- PROBLEM DETAILS -
Render the material below as a JSON array of strings, one string per line, with blank lines omitted. Leave out the pictures.

- PROVIDED MATERIAL -
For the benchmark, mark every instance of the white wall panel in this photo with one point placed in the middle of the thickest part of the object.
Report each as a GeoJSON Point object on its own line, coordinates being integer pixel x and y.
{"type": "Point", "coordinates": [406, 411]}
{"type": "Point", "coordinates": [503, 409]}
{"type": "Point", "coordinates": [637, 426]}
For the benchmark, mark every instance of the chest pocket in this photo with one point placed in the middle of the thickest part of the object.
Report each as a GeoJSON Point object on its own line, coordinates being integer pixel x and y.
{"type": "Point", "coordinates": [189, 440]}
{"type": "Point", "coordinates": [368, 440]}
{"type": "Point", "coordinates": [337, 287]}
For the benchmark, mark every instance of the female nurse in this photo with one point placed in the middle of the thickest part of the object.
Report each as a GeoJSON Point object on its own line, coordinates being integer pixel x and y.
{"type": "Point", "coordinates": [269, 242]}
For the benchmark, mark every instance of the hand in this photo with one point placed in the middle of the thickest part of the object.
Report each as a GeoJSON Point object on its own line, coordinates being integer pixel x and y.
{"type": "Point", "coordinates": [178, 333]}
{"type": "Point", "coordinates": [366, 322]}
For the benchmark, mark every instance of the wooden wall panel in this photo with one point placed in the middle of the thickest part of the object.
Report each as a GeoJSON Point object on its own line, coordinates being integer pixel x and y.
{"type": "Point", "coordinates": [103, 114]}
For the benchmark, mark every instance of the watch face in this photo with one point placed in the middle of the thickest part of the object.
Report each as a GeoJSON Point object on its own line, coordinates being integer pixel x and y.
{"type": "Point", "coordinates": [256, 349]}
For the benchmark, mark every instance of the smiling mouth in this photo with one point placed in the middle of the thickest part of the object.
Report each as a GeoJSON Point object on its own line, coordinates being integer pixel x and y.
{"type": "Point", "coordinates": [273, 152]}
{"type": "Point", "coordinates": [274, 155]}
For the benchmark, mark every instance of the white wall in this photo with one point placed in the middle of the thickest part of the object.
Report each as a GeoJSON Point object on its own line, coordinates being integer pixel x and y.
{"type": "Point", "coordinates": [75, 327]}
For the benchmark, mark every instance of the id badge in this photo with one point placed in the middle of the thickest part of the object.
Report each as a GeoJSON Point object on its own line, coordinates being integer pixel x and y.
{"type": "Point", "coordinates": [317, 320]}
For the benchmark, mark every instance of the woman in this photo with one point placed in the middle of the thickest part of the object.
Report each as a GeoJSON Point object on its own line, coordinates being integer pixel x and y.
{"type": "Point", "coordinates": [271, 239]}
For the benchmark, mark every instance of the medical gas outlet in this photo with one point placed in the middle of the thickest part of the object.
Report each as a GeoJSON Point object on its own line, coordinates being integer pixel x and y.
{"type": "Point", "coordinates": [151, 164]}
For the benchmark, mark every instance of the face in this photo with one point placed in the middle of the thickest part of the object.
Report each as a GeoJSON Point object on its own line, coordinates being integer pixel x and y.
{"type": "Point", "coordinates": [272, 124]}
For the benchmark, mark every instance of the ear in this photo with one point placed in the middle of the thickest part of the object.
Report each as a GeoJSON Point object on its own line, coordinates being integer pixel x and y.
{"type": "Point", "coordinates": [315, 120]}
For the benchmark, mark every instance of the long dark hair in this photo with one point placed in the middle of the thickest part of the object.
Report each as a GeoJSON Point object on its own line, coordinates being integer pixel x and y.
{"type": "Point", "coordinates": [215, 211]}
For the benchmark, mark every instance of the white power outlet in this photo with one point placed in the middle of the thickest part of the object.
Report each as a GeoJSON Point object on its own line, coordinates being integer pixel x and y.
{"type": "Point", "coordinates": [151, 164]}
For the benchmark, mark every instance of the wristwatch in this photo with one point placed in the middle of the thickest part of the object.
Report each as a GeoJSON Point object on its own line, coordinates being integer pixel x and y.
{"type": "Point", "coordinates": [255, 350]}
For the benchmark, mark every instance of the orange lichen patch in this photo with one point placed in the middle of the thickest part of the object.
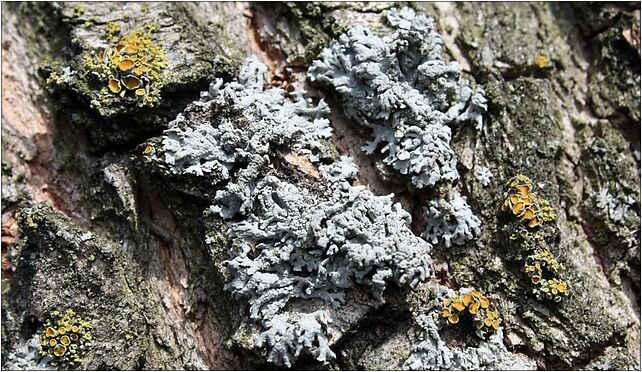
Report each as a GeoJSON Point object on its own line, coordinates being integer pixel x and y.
{"type": "Point", "coordinates": [131, 82]}
{"type": "Point", "coordinates": [496, 323]}
{"type": "Point", "coordinates": [459, 306]}
{"type": "Point", "coordinates": [541, 61]}
{"type": "Point", "coordinates": [524, 190]}
{"type": "Point", "coordinates": [59, 350]}
{"type": "Point", "coordinates": [471, 303]}
{"type": "Point", "coordinates": [50, 332]}
{"type": "Point", "coordinates": [484, 302]}
{"type": "Point", "coordinates": [525, 205]}
{"type": "Point", "coordinates": [114, 86]}
{"type": "Point", "coordinates": [135, 62]}
{"type": "Point", "coordinates": [68, 341]}
{"type": "Point", "coordinates": [453, 319]}
{"type": "Point", "coordinates": [125, 64]}
{"type": "Point", "coordinates": [65, 340]}
{"type": "Point", "coordinates": [473, 308]}
{"type": "Point", "coordinates": [130, 49]}
{"type": "Point", "coordinates": [468, 299]}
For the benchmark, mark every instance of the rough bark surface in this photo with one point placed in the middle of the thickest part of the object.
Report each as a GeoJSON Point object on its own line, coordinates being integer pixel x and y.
{"type": "Point", "coordinates": [86, 224]}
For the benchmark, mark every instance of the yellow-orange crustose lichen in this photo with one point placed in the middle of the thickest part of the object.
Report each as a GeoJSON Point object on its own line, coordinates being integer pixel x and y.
{"type": "Point", "coordinates": [526, 205]}
{"type": "Point", "coordinates": [470, 302]}
{"type": "Point", "coordinates": [66, 338]}
{"type": "Point", "coordinates": [131, 68]}
{"type": "Point", "coordinates": [542, 268]}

- SOLUTION TO THIS TASK -
[
  "For the benchmark, mark every instance of the white wall panel in this photo with one point placed in the middle of the thickest part of the object.",
  "Report each as a GeoJSON Point object on its own line, coordinates being integer pixel x and y.",
  "{\"type\": \"Point\", \"coordinates\": [406, 411]}",
  "{\"type\": \"Point\", \"coordinates\": [503, 409]}",
  "{\"type\": \"Point\", \"coordinates\": [637, 426]}",
  "For the benchmark, mark every instance of the chest pocket in this photo with one point placed in the middle of the thickest part of the object.",
  "Report each as a GeoJSON Point object on its own line, coordinates being integer pixel x and y.",
  "{\"type\": \"Point\", \"coordinates\": [189, 440]}",
  "{\"type\": \"Point\", \"coordinates\": [368, 440]}",
  "{\"type\": \"Point\", \"coordinates\": [337, 287]}",
  "For the benchmark, mark every instance of the female nurse in this photo with one point placed in the middle of the thickest part of the object.",
  "Report each as a GeoJSON Point object on its own line, coordinates being integer pixel x and y.",
  "{\"type\": \"Point\", \"coordinates\": [269, 242]}",
  "For the benchmark, mark every instance of the hand in this photo with one point placed in the middle of the thickest part of the object.",
  "Report each as a GeoJSON Point object on its own line, coordinates being integer pixel x and y.",
  "{\"type\": \"Point\", \"coordinates\": [178, 333]}",
  "{\"type\": \"Point\", \"coordinates\": [366, 322]}",
  "For the benchmark, mark every instance of the wooden wall panel in this photo with one point placed in the middle of the thickest part of the object.",
  "Report each as a GeoJSON Point object on its own line, coordinates being integer pixel x and y.",
  "{\"type\": \"Point\", \"coordinates\": [103, 114]}",
  "For the benchmark, mark every instance of the watch face in this photo with one point placed in the middle of the thickest part of the object.",
  "Report each as a GeoJSON Point object on its own line, coordinates being integer pixel x and y.",
  "{\"type\": \"Point\", \"coordinates\": [256, 349]}",
  "For the benchmark, mark every instance of the smiling mouth in this photo with one point placed in the middle of the thickest part of the object.",
  "Report each as a GeoJSON Point object on its own line, coordinates being integer pixel x and y.",
  "{\"type\": \"Point\", \"coordinates\": [273, 152]}",
  "{\"type\": \"Point\", \"coordinates\": [274, 155]}",
  "For the benchmark, mark every instance of the white wall in this photo with one point placed in the middle of the thickest part of the object.",
  "Report each as a GeoJSON Point object on its own line, coordinates being integer pixel x and y.",
  "{\"type\": \"Point\", \"coordinates\": [75, 327]}",
  "For the benchmark, mark every instance of the id badge in this photo with one point placed in the middle of the thickest part of the object.",
  "Report each as a GeoJSON Point object on its own line, coordinates being integer pixel x and y.",
  "{\"type\": \"Point\", \"coordinates\": [317, 320]}",
  "For the benchmark, mark every instance of the woman in this photo with one point placed in the middle of the thickest part of the object.",
  "Report each as a GeoJSON Point object on its own line, coordinates being integer pixel x and y.",
  "{\"type\": \"Point\", \"coordinates\": [271, 239]}",
  "For the benchmark, mark every instance of the medical gas outlet in this photo with one point placed in the middle of the thickest part of the object.",
  "Report each as a GeoJSON Point object on its own line, coordinates being integer pixel x and y.",
  "{\"type\": \"Point\", \"coordinates\": [151, 164]}",
  "For the benchmark, mark every instance of the face in this photo with one point placed in the middle of the thickest part of the object.",
  "Report each as a GeoJSON Point object on its own line, coordinates being integer pixel x and y.",
  "{\"type\": \"Point\", \"coordinates\": [272, 124]}",
  "For the benchmark, mark every instance of the ear in this photo with one point placed in the middle of the thickest part of the object.",
  "Report each as a GeoJSON Point object on its own line, coordinates being integer pixel x and y.",
  "{\"type\": \"Point\", \"coordinates\": [315, 120]}",
  "For the benchmark, mark every instance of the long dark hair in this photo with one point placed in the middle of the thickest part of the object.",
  "Report each as a GeoJSON Point object on its own line, coordinates being integer pixel x and y.",
  "{\"type\": \"Point\", \"coordinates\": [215, 211]}",
  "For the benchmark, mark every instance of the white power outlet in this photo with one point placed in the middle of the thickest part of the object.",
  "Report each as a GeoJSON Point object on its own line, coordinates being integer pixel x and y.",
  "{\"type\": \"Point\", \"coordinates\": [151, 164]}",
  "For the benchmark, mark every instance of the wristwatch in this photo with one point placed in the middle of the thickest part of the object.",
  "Report each as a GeoJSON Point object on its own line, coordinates being integer pixel x and y.",
  "{\"type\": \"Point\", \"coordinates\": [255, 350]}",
  "For the benchmark, mark every instance of the orange lichen patch in this photo with one point placed in the middle of the thickest part of the object.",
  "Report each as a GeoJSON Point object on its own line, coordinates being integer pixel x and y.",
  "{\"type\": \"Point\", \"coordinates\": [131, 82]}",
  "{\"type\": \"Point\", \"coordinates\": [496, 323]}",
  "{\"type\": \"Point\", \"coordinates\": [459, 306]}",
  "{\"type\": \"Point\", \"coordinates\": [541, 61]}",
  "{\"type\": \"Point\", \"coordinates\": [524, 190]}",
  "{\"type\": \"Point\", \"coordinates\": [59, 350]}",
  "{\"type\": \"Point\", \"coordinates\": [471, 303]}",
  "{\"type\": \"Point\", \"coordinates\": [50, 332]}",
  "{\"type\": \"Point\", \"coordinates\": [484, 302]}",
  "{\"type\": \"Point\", \"coordinates\": [525, 205]}",
  "{\"type\": \"Point\", \"coordinates\": [114, 86]}",
  "{\"type\": \"Point\", \"coordinates\": [135, 62]}",
  "{\"type\": \"Point\", \"coordinates\": [68, 341]}",
  "{\"type\": \"Point\", \"coordinates\": [453, 319]}",
  "{\"type\": \"Point\", \"coordinates\": [125, 64]}",
  "{\"type\": \"Point\", \"coordinates\": [65, 340]}",
  "{\"type\": \"Point\", \"coordinates\": [473, 308]}",
  "{\"type\": \"Point\", \"coordinates\": [130, 49]}",
  "{\"type\": \"Point\", \"coordinates\": [468, 299]}",
  "For the benchmark, mark every instance of the rough bark surface in this photo with one point placed in the middle of the thickest part of the object.",
  "Report each as a GeoJSON Point object on its own line, coordinates being integer pixel x and y.",
  "{\"type\": \"Point\", \"coordinates\": [86, 224]}",
  "For the benchmark, mark every instance of the yellow-orange crustose lichen in this photo with one point placed in the middle of the thickest part of the object.",
  "Report each as a GeoJSON Point object on its own line, coordinates being integer pixel x and y.",
  "{\"type\": \"Point\", \"coordinates\": [526, 205]}",
  "{\"type\": \"Point\", \"coordinates\": [470, 302]}",
  "{\"type\": \"Point\", \"coordinates\": [66, 338]}",
  "{\"type\": \"Point\", \"coordinates\": [131, 68]}",
  "{\"type\": \"Point\", \"coordinates\": [542, 268]}"
]